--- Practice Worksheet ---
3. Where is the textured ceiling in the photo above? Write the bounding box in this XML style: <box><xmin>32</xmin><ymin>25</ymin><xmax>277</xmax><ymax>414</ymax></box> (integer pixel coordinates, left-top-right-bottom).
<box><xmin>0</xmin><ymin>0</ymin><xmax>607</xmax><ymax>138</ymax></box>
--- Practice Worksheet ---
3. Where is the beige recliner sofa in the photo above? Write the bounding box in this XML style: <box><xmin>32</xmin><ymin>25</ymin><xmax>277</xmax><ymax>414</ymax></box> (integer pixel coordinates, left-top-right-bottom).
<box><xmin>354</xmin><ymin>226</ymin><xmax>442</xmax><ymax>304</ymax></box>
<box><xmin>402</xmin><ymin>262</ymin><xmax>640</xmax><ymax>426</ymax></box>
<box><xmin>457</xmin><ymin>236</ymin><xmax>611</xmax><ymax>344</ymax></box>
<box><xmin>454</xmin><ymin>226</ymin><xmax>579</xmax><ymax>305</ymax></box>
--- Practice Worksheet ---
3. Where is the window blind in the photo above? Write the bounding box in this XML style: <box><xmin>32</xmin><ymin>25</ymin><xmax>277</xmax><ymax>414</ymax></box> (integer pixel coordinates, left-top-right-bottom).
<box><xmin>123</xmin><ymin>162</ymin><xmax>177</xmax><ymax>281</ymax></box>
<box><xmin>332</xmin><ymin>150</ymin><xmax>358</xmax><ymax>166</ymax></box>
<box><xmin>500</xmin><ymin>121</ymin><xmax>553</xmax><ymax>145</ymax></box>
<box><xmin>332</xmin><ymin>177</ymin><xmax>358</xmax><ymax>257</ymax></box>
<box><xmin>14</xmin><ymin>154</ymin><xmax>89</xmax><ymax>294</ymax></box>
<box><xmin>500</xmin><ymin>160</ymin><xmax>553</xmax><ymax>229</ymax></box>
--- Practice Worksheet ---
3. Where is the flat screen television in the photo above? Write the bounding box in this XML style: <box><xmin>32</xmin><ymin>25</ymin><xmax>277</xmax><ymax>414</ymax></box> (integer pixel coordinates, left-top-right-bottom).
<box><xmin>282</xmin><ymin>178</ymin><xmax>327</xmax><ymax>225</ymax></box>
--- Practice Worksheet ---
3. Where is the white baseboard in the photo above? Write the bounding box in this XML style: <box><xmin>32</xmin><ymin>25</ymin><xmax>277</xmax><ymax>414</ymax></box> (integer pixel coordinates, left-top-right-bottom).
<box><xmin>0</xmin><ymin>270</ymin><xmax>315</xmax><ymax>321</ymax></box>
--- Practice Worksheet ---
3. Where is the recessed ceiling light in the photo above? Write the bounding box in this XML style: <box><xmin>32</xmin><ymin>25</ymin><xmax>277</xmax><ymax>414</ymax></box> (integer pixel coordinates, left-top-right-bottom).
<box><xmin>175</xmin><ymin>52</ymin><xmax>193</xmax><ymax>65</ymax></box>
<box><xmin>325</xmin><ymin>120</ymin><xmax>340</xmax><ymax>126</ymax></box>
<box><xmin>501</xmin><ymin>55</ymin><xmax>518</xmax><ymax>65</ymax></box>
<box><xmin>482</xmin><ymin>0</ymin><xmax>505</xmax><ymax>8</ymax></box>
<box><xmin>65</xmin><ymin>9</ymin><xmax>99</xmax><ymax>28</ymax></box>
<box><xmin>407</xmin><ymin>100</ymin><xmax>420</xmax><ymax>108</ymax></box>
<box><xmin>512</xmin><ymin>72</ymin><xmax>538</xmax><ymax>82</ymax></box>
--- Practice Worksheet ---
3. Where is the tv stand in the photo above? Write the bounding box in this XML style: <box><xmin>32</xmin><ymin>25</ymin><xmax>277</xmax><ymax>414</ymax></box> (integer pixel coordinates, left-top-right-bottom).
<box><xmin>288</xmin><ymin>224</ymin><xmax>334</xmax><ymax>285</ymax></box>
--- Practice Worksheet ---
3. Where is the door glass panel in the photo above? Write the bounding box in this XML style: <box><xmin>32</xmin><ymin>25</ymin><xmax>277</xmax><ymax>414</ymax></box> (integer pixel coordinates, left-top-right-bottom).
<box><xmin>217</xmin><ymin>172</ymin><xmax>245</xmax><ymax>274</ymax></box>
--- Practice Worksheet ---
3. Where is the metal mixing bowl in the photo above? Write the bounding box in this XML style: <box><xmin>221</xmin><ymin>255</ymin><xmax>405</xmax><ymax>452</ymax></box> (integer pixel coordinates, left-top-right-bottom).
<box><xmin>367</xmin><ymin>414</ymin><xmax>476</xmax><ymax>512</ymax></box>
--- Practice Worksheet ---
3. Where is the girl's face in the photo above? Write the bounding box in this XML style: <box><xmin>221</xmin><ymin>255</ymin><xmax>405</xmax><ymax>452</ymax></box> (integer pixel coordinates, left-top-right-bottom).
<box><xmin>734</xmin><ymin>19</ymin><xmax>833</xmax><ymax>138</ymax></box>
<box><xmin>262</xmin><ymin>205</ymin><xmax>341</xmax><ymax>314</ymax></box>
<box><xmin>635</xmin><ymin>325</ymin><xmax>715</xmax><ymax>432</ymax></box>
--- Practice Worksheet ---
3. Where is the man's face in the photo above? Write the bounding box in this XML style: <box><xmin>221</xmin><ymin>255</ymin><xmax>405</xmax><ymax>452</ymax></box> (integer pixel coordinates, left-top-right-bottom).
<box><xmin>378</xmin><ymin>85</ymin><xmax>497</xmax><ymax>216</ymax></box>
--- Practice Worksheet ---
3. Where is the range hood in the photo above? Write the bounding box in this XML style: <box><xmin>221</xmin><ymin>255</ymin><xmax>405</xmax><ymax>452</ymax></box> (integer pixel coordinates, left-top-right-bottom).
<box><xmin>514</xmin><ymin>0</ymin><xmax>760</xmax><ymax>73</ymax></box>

____________________

YOUR ASSIGNMENT:
Copy out exactly the lines from the one containing "3. Where is the range" through the last line above, keeping both end lines.

TASK SOLUTION:
3. Where is the range hood in the photo above? Write the bounding box in this XML style: <box><xmin>221</xmin><ymin>255</ymin><xmax>405</xmax><ymax>452</ymax></box> (integer pixel coordinates, left-top-right-bottom).
<box><xmin>514</xmin><ymin>0</ymin><xmax>760</xmax><ymax>73</ymax></box>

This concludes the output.